Objective:
Rewrite every one of these lines with "mask" changed to "outline" and nothing else altered, and leave the pictures out of your answer.

— Start Record list —

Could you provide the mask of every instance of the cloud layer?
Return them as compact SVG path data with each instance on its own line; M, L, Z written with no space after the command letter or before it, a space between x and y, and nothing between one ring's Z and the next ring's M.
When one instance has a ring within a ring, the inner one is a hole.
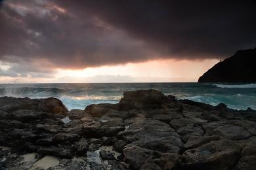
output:
M256 46L253 0L9 0L0 7L0 60L28 63L11 67L12 75L223 58Z

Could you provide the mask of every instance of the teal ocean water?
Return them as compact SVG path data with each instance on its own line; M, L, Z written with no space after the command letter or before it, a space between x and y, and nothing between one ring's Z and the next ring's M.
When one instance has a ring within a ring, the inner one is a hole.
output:
M91 104L116 103L125 91L154 88L177 99L213 105L224 103L229 108L256 109L256 84L98 83L0 84L0 96L57 97L69 110L84 109Z

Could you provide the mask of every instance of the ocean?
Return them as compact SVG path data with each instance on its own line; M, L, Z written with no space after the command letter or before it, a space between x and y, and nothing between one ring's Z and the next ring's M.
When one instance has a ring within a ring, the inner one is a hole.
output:
M256 109L256 84L86 83L2 84L0 96L60 99L68 109L84 109L91 104L116 103L125 91L156 89L177 99L213 105L220 103L234 109Z

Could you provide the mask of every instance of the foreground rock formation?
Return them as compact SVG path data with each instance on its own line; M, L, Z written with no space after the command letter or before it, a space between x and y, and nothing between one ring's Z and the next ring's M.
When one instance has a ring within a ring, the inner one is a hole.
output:
M256 48L238 51L214 65L200 82L256 82Z
M255 169L256 111L154 90L68 111L0 97L0 169Z

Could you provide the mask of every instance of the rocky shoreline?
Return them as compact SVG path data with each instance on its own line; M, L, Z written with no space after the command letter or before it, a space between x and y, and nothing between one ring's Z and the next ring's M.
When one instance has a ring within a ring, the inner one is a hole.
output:
M0 169L256 169L256 111L127 92L68 111L0 97Z

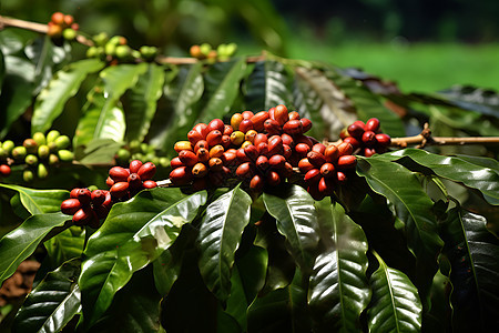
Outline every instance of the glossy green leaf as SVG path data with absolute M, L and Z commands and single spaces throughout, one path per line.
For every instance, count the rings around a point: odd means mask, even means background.
M 407 245 L 417 259 L 414 282 L 425 303 L 442 245 L 432 212 L 434 203 L 416 175 L 406 168 L 380 159 L 357 159 L 357 173 L 366 179 L 373 191 L 389 200 L 394 213 L 405 224 Z
M 121 142 L 126 129 L 124 111 L 116 99 L 106 98 L 96 89 L 89 93 L 83 115 L 80 118 L 74 145 L 89 144 L 92 140 L 111 139 Z
M 34 91 L 34 65 L 22 58 L 6 56 L 6 75 L 0 95 L 0 138 L 32 103 Z
M 104 63 L 98 59 L 84 59 L 58 71 L 49 85 L 37 97 L 31 132 L 49 130 L 52 122 L 62 113 L 65 102 L 78 92 L 86 75 L 103 67 Z
M 273 60 L 257 62 L 246 80 L 246 108 L 268 110 L 277 104 L 292 108 L 289 74 L 282 62 Z
M 313 332 L 307 285 L 299 271 L 293 283 L 258 296 L 247 310 L 247 332 Z
M 230 62 L 218 62 L 205 74 L 206 102 L 196 123 L 208 123 L 212 119 L 222 119 L 231 111 L 240 94 L 240 83 L 246 73 L 246 59 L 237 58 Z
M 147 134 L 151 121 L 156 112 L 156 103 L 163 94 L 164 69 L 150 63 L 146 71 L 139 77 L 136 84 L 126 94 L 125 104 L 126 140 L 143 141 Z M 130 105 L 130 109 L 126 108 Z
M 59 212 L 62 201 L 69 198 L 65 190 L 38 190 L 1 183 L 0 188 L 17 191 L 22 205 L 33 215 Z
M 324 74 L 305 68 L 295 69 L 293 99 L 296 110 L 302 118 L 308 118 L 313 127 L 307 135 L 322 140 L 327 137 L 326 122 L 323 120 L 320 109 L 327 103 L 324 101 Z M 327 80 L 327 79 L 326 79 Z M 329 95 L 333 98 L 333 95 Z
M 170 248 L 205 201 L 204 191 L 185 195 L 180 189 L 156 188 L 113 205 L 84 252 L 79 284 L 85 327 L 105 312 L 133 272 Z
M 482 163 L 473 164 L 469 160 L 432 154 L 420 149 L 404 149 L 383 154 L 380 158 L 398 160 L 405 157 L 431 169 L 432 172 L 441 178 L 460 182 L 481 191 L 490 204 L 499 204 L 499 173 L 496 170 L 486 168 Z
M 318 204 L 324 250 L 314 264 L 308 304 L 319 327 L 355 332 L 370 299 L 366 235 L 339 204 L 328 200 Z
M 170 152 L 176 141 L 185 140 L 198 115 L 195 103 L 204 91 L 202 69 L 201 62 L 183 67 L 175 79 L 166 84 L 164 94 L 172 108 L 166 110 L 170 113 L 167 123 L 157 123 L 154 131 L 151 128 L 150 131 L 154 132 L 150 141 L 152 145 Z
M 277 230 L 286 238 L 289 253 L 304 272 L 309 271 L 319 240 L 314 199 L 303 188 L 286 184 L 276 194 L 265 192 L 263 200 L 277 220 Z
M 43 245 L 52 266 L 59 266 L 73 258 L 80 258 L 83 253 L 85 234 L 82 228 L 71 226 L 58 235 L 45 241 Z
M 133 274 L 104 315 L 89 332 L 159 332 L 161 295 L 154 287 L 152 268 Z
M 26 299 L 16 315 L 12 332 L 59 332 L 81 310 L 81 260 L 63 263 L 50 272 Z
M 367 310 L 369 332 L 421 332 L 422 306 L 418 290 L 406 274 L 387 266 L 375 254 L 379 268 L 369 280 L 373 289 Z
M 332 74 L 330 79 L 354 103 L 360 120 L 367 121 L 369 118 L 377 118 L 385 133 L 391 137 L 406 135 L 401 119 L 391 110 L 385 108 L 379 98 L 370 92 L 360 81 L 336 73 Z
M 247 307 L 265 283 L 267 262 L 267 251 L 259 246 L 251 246 L 246 253 L 236 259 L 225 311 L 237 320 L 243 330 L 247 326 Z
M 71 216 L 63 213 L 32 215 L 0 240 L 0 284 L 12 275 L 19 264 L 37 250 L 55 226 L 63 226 Z
M 499 240 L 483 216 L 459 206 L 449 212 L 442 238 L 451 265 L 454 329 L 490 331 L 499 319 Z
M 200 272 L 208 290 L 221 301 L 231 291 L 234 253 L 249 222 L 251 204 L 251 196 L 237 185 L 210 203 L 200 226 Z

— End Record list —

Written answer:
Could you provide the outline of every instance of the cloud layer?
Return them as compact SVG path data with each instance on its own line; M, L, Z written with no space after the command letter or before it, a space between x and y, and nothing between one ring's Z and the next ring's M.
When one instance has a ring within a ring, the inner one is a hole.
output:
M256 46L253 0L9 0L0 7L0 60L28 63L11 67L12 75L223 58Z

Could you provide the outline of every instance of the teal ocean water?
Return them as compact SVG path data with each instance on its own line; M, L, Z written with no space after the command letter or before it, a space between x and y, and nothing between one ring's Z and the next ring's M.
When one instance has a ring within a ring, the inner one is a hole.
output:
M91 104L116 103L125 91L154 88L177 99L213 105L224 103L229 108L256 109L256 84L98 83L0 84L0 96L57 97L69 110L84 109Z

Could you provide the outline of every instance of the ocean?
Return them as compact SVG path data with each instance on its own line; M, L, Z written with no space after the command letter or before it, a space between x and y, and nothing between one ring's Z and the next ring's M.
When one instance has a ring within a ring, the inner one is a hole.
output:
M256 109L256 84L86 83L2 84L0 96L60 99L68 109L84 109L91 104L116 103L125 91L156 89L177 99L213 105L220 103L234 109Z

Could you provide the outline of every instance of the foreground rock formation?
Return them as compact SVG path data with each instance on its own line; M, L, Z written with no space after the command letter or before it, a space between x and y, and nothing between one ring's Z and the next ring's M.
When one instance has a ring within a ring, the inner one is a hole.
output:
M256 48L238 51L214 65L200 82L256 82Z
M255 169L256 111L154 90L68 111L0 97L0 169Z

Could you provide the outline of every instance of the rocky shoreline?
Return them as compact SVG path data with each instance on its own line; M, L, Z written with no space after the command letter or before it, a space between x and y, and nothing between one ring's Z and the next ring's M.
When one instance has a ring within a ring, the inner one is a hole.
output:
M0 169L256 169L256 111L127 92L68 111L0 97Z

Outline every instance of the glossy green leaf as SVG path data with absolute M, L and Z commands and single spaces throughout, one path per line.
For every instance, count the rings around a point: odd means outline, even means background.
M 407 245 L 417 259 L 414 282 L 425 303 L 442 245 L 432 212 L 434 203 L 416 175 L 406 168 L 380 159 L 357 159 L 357 173 L 366 179 L 373 191 L 389 200 L 394 213 L 405 224 Z
M 121 142 L 126 129 L 124 111 L 116 99 L 106 98 L 96 89 L 89 93 L 83 115 L 80 118 L 74 145 L 89 144 L 92 140 L 111 139 Z
M 34 91 L 34 65 L 22 58 L 6 56 L 6 75 L 0 95 L 0 138 L 32 103 Z
M 104 63 L 98 59 L 84 59 L 58 71 L 49 85 L 37 97 L 31 132 L 49 130 L 52 122 L 62 113 L 65 102 L 78 92 L 86 75 L 103 67 Z
M 273 60 L 257 62 L 246 80 L 246 108 L 268 110 L 277 104 L 292 108 L 289 74 L 282 62 Z
M 313 332 L 307 285 L 299 271 L 293 283 L 258 296 L 247 310 L 247 332 Z
M 230 62 L 218 62 L 205 74 L 206 102 L 196 123 L 208 123 L 212 119 L 222 119 L 231 111 L 240 94 L 240 83 L 246 73 L 246 59 L 237 58 Z
M 147 134 L 151 121 L 156 112 L 156 103 L 163 94 L 164 69 L 150 63 L 146 71 L 139 77 L 136 84 L 126 94 L 125 104 L 126 140 L 143 141 Z M 130 105 L 130 109 L 126 108 Z
M 59 212 L 62 201 L 69 198 L 65 190 L 38 190 L 1 183 L 0 188 L 17 191 L 22 205 L 33 215 Z
M 324 74 L 305 68 L 295 69 L 293 99 L 296 110 L 302 118 L 308 118 L 313 127 L 307 135 L 322 140 L 327 137 L 326 122 L 323 120 L 320 109 L 327 103 L 324 101 Z M 327 80 L 327 79 L 326 79 Z M 329 95 L 333 98 L 333 95 Z
M 170 248 L 205 201 L 204 191 L 185 195 L 180 189 L 156 188 L 113 205 L 84 252 L 79 284 L 85 327 L 105 312 L 133 272 Z
M 482 163 L 473 164 L 469 160 L 432 154 L 420 149 L 404 149 L 383 154 L 380 158 L 398 160 L 405 157 L 431 169 L 432 172 L 441 178 L 460 182 L 481 191 L 490 204 L 499 204 L 499 173 L 496 170 L 486 168 Z
M 318 204 L 324 250 L 314 264 L 308 304 L 319 327 L 355 332 L 370 299 L 366 235 L 339 204 L 328 200 Z
M 170 152 L 176 141 L 185 140 L 198 115 L 195 103 L 204 91 L 202 69 L 201 62 L 183 67 L 175 79 L 166 84 L 164 94 L 172 108 L 166 110 L 170 113 L 167 123 L 157 123 L 154 131 L 151 128 L 150 131 L 154 132 L 150 141 L 152 145 Z
M 277 230 L 286 238 L 289 253 L 304 272 L 309 271 L 319 240 L 314 199 L 303 188 L 286 184 L 276 194 L 265 192 L 263 200 L 277 220 Z
M 43 245 L 52 266 L 59 266 L 73 258 L 80 258 L 83 253 L 85 234 L 82 228 L 71 226 L 58 235 L 45 241 Z
M 133 274 L 104 315 L 89 332 L 159 332 L 161 295 L 154 287 L 152 268 Z
M 26 299 L 16 315 L 12 332 L 59 332 L 81 310 L 81 260 L 63 263 L 50 272 Z
M 367 310 L 369 332 L 421 332 L 422 306 L 418 290 L 406 274 L 387 266 L 375 254 L 379 268 L 369 280 L 373 289 Z
M 332 74 L 330 79 L 354 103 L 360 120 L 367 121 L 369 118 L 377 118 L 385 133 L 391 137 L 406 135 L 401 119 L 391 110 L 385 108 L 379 98 L 370 92 L 360 81 L 336 73 Z
M 247 307 L 265 283 L 267 262 L 267 251 L 259 246 L 251 246 L 246 253 L 236 259 L 225 311 L 237 320 L 243 330 L 247 326 Z
M 71 216 L 63 213 L 32 215 L 0 240 L 0 284 L 12 275 L 19 264 L 37 250 L 55 226 L 63 226 Z
M 499 240 L 483 216 L 459 206 L 449 212 L 442 238 L 451 265 L 454 329 L 490 331 L 499 319 Z
M 200 272 L 208 290 L 221 301 L 231 291 L 234 253 L 249 222 L 251 204 L 251 196 L 237 185 L 210 203 L 200 226 Z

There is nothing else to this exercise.